§ **Estratto del documento**

+++

Il Tribunale di Forlì, nel marzo del 2001 lo definisce come: «Comportamento reiterato nel tempo da parte di una o più persone, colleghi o superiori della vittima, teso a respingere dal contesto lavorativo il soggetto mobbizzato che, a causa di tale comportamento in un certo arco di tempo, subisce conseguenze negative anche di ordine fisico».
Si tratta quindi di:
- Un atto violento;
- Intenzionale;
- Condotto a livello psicologico;
- Ripetuto nel tempo;
- Finalizzato
- Produce danni.
Mobbing Strategico.

+++

§ **I dati**
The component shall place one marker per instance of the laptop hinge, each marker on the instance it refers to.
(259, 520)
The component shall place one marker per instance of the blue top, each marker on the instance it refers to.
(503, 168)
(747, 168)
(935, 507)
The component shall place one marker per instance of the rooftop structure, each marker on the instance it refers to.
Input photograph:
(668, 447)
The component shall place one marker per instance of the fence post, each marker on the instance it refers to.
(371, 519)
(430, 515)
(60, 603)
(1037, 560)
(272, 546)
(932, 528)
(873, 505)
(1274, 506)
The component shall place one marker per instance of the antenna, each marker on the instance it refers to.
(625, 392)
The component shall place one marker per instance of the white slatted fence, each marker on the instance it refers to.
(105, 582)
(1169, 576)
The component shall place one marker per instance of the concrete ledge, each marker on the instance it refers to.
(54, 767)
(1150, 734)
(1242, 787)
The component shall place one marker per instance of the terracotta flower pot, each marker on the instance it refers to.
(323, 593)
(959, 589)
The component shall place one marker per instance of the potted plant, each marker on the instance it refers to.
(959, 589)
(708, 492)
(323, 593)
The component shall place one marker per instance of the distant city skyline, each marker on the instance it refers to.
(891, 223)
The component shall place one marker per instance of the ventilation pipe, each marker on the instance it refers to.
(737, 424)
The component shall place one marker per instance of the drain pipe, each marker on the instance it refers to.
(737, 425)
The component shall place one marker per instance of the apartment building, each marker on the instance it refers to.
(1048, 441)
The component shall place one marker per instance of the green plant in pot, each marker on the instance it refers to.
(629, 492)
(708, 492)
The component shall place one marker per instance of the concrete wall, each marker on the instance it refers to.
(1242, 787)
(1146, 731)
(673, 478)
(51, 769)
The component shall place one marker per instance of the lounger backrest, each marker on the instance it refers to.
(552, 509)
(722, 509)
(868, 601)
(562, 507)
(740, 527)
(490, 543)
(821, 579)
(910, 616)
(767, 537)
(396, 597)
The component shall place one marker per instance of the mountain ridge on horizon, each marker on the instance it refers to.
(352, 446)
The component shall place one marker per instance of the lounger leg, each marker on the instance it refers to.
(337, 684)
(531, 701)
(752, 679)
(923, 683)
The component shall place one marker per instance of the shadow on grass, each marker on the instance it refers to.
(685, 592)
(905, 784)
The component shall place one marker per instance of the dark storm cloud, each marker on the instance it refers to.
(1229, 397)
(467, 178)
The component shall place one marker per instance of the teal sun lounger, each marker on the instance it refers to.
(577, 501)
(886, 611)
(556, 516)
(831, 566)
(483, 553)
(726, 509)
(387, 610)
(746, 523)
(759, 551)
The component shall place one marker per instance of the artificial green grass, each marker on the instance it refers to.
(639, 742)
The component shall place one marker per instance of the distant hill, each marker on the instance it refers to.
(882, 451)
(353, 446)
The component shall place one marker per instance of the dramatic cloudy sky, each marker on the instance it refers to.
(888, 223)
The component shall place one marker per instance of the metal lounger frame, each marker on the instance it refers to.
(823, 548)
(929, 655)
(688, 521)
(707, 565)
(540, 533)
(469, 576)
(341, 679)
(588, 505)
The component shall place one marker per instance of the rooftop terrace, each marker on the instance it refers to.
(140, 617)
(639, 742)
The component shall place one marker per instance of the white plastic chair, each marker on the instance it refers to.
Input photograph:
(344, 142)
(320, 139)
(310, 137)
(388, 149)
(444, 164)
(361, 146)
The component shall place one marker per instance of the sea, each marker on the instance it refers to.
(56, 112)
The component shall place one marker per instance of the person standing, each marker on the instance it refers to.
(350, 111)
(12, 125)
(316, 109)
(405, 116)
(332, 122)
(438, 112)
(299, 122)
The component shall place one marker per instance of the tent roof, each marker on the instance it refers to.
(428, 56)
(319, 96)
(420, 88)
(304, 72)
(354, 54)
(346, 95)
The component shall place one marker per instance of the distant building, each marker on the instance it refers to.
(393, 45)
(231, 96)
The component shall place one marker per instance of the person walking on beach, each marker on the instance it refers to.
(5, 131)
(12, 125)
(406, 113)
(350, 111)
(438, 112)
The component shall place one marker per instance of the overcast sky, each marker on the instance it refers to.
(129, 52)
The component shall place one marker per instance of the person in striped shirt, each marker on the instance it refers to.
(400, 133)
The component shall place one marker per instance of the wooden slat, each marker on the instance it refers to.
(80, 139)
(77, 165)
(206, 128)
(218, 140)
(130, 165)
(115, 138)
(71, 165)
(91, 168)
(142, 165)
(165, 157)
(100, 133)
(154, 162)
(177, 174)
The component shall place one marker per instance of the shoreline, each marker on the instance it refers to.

+++

§ **Mettere in pratica**
1 – Nel brano sul mobbing, quale tribunale fornisce la definizione riportata e in quale data?
2 – Modifichi il brano sul mobbing nella parte che va da "Si tratta quindi" fino a "Mobbing Strategico.": la riporti per intero, sostituendo "Ripetuto" con "Reiterato".

§ **Esiti delle attività**
1 – Il Tribunale di Forlì, nel marzo del 2001.

2 –
Si tratta quindi di:
- Un atto violento;
- Intenzionale;
- Condotto a livello psicologico;
- Reiterato nel tempo;
- Finalizzato
- Produce danni.
Mobbing Strategico.